## [TASK REQUIREMENTS]
Exactly as written, transcribe the lines that run from the one containing "white pickup truck in the photo above." to the end of the records below.

____________________

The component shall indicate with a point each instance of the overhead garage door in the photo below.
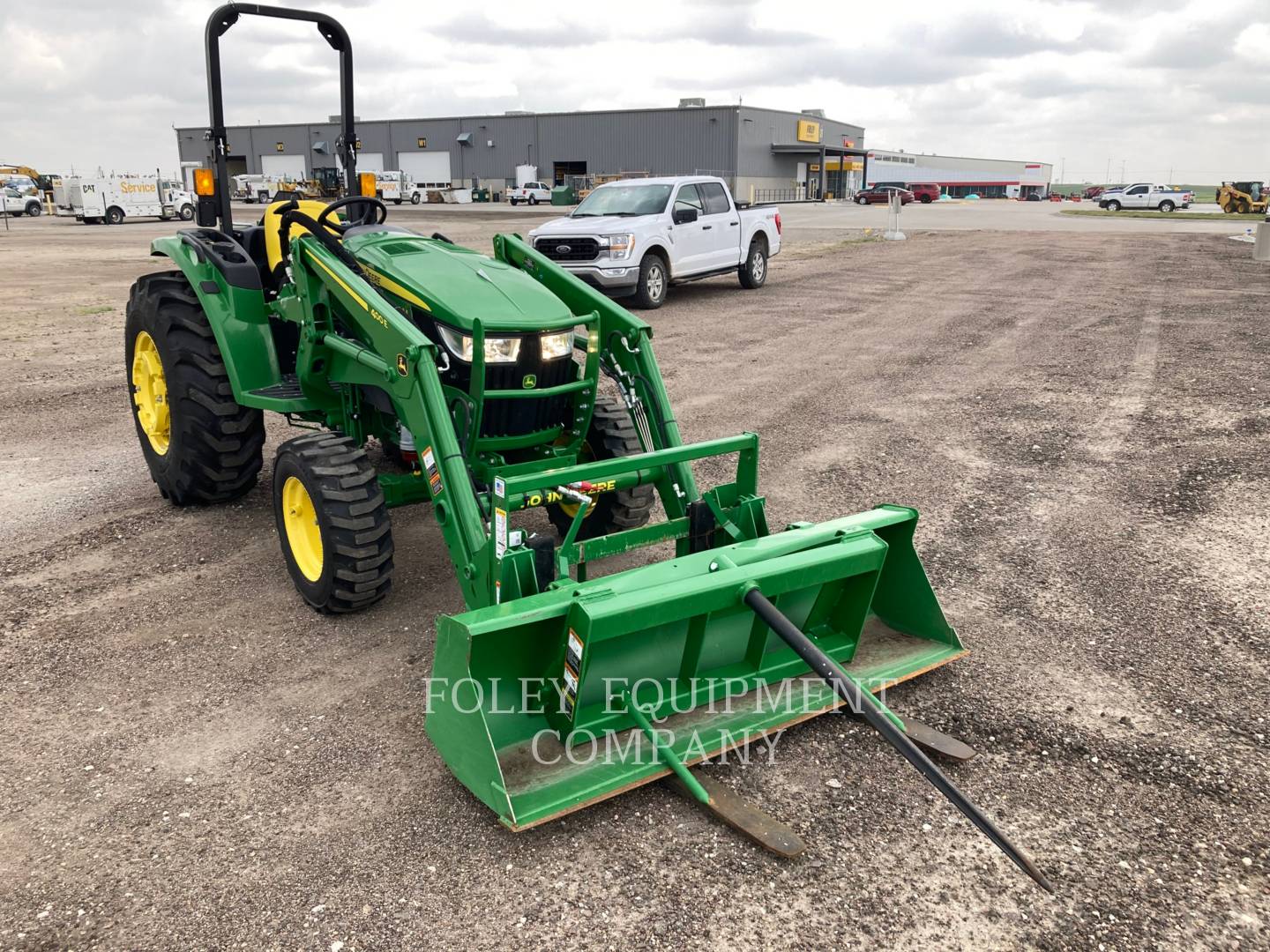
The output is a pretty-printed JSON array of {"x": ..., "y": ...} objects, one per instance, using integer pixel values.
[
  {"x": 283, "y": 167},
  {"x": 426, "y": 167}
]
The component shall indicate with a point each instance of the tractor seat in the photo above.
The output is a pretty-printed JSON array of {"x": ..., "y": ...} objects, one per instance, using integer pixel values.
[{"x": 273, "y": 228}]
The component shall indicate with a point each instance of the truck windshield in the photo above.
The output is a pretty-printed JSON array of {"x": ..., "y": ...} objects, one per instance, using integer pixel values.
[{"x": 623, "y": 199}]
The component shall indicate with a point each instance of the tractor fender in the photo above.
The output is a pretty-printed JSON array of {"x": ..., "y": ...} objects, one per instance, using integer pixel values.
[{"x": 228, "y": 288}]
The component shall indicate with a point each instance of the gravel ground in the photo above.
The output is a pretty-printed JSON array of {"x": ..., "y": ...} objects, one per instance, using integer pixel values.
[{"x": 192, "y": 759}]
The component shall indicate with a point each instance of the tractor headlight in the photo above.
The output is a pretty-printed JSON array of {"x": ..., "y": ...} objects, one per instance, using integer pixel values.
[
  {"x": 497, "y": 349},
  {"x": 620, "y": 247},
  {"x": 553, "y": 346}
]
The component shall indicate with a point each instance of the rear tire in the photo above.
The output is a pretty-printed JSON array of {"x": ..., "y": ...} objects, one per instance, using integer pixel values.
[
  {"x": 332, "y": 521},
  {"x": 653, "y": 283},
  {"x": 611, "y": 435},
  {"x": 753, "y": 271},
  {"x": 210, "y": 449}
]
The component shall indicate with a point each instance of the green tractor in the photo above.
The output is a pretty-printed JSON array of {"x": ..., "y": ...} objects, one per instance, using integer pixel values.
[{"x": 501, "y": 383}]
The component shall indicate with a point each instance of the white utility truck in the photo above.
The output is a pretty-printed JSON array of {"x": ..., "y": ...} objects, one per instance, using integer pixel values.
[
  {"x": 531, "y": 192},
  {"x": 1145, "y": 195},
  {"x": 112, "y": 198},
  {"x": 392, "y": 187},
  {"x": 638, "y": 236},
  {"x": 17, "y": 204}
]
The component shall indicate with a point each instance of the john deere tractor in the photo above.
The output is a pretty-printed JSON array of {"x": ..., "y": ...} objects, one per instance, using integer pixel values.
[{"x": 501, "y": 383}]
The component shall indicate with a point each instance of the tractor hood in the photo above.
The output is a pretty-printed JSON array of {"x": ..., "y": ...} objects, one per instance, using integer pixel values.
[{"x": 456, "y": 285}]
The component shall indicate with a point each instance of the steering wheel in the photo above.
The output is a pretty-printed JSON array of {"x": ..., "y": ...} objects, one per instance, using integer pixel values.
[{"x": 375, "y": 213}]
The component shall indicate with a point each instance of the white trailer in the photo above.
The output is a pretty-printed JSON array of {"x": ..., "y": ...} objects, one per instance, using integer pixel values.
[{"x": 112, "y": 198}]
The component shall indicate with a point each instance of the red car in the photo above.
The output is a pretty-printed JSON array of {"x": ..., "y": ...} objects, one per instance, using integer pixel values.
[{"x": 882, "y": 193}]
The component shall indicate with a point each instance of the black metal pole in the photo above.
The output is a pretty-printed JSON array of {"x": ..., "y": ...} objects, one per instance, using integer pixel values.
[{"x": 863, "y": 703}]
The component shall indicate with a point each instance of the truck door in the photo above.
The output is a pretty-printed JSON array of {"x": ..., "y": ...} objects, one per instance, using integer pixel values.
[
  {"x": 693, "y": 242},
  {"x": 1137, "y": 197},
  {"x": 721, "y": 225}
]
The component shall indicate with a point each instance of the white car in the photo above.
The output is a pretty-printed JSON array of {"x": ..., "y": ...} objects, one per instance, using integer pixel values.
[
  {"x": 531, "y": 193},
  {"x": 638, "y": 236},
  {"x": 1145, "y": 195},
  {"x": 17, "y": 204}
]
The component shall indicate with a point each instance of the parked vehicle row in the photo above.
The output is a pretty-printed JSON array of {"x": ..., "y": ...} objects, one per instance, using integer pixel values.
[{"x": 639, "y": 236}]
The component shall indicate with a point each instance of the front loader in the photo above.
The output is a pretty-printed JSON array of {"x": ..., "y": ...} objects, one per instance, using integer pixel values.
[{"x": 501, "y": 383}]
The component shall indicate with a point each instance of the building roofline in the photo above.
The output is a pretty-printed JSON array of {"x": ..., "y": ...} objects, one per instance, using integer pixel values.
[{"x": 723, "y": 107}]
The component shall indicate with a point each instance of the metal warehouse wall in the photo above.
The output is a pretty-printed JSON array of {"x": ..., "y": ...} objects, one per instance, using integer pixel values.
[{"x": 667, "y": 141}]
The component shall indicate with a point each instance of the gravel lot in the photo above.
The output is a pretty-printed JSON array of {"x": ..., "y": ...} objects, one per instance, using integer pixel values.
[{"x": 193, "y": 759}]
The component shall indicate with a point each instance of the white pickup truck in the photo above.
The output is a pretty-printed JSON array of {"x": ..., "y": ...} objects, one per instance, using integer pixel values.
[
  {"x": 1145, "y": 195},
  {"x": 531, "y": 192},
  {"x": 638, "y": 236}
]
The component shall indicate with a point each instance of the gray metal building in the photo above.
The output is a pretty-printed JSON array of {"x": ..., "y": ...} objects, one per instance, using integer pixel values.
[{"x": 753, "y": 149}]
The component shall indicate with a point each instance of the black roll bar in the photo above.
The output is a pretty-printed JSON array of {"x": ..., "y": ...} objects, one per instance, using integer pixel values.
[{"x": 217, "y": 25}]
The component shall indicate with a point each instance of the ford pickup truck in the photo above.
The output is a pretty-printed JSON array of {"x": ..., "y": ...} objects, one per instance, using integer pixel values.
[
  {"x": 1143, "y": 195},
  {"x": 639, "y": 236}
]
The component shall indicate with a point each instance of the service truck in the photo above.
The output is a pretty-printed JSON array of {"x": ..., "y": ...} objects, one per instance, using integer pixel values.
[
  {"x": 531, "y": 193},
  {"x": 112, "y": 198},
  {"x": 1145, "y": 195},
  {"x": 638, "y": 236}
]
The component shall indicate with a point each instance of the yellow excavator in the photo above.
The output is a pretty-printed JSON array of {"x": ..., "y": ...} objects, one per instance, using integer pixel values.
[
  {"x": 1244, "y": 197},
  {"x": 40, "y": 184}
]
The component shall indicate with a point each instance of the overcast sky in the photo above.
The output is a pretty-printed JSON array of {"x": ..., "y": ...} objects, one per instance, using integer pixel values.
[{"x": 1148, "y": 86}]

____________________

## [FINAL RESULT]
The component shall indicate with a point each instance of the white pickup truck in the photo above.
The output is a pretty-printed JSON array of {"x": ..., "y": ...} objects, one per instance, using integer pixel values.
[
  {"x": 1145, "y": 195},
  {"x": 531, "y": 192},
  {"x": 638, "y": 236}
]
The component shall indicate with a point each instance of the gray metal building in the photo above.
The output is a pretty-printed JSON array of {"x": ..., "y": ...} objects, one per instance, using integer pixel values.
[{"x": 753, "y": 149}]
The component shall indicate with a point each instance of the black roll bar in the photo above.
The output is a pretty-printed JSON array of {"x": ..., "y": ...} objects, one per instance, using integer pixel values.
[{"x": 217, "y": 25}]
The component shall indicate with a point each instance of the ford pickup truck in the photo above.
The output is a pretty-printed JSON array of {"x": ..., "y": ...} objects, one per instance, using integer pixel values.
[
  {"x": 1143, "y": 195},
  {"x": 639, "y": 236}
]
The component shall indicate with a point each instance of the service truck in the photo above.
The output is a pretty-printed JSON array of {"x": ..., "y": ...} objects, one per instance, using integer pixel values.
[
  {"x": 531, "y": 193},
  {"x": 112, "y": 198},
  {"x": 1145, "y": 195},
  {"x": 638, "y": 236}
]
The component shall indicate with a point each instance of the yellow excavator in the photo above.
The output is a pretty-printed JSON array of {"x": ..., "y": ...} objects, one per instance, using integer pixel values.
[
  {"x": 1244, "y": 197},
  {"x": 40, "y": 184}
]
The component shall indicate with a point each instance of the overcast sky in the photo above.
The output is a pretty-printed JSON array of {"x": ..., "y": ...} objects, one per instance, using integer pixel values.
[{"x": 1148, "y": 86}]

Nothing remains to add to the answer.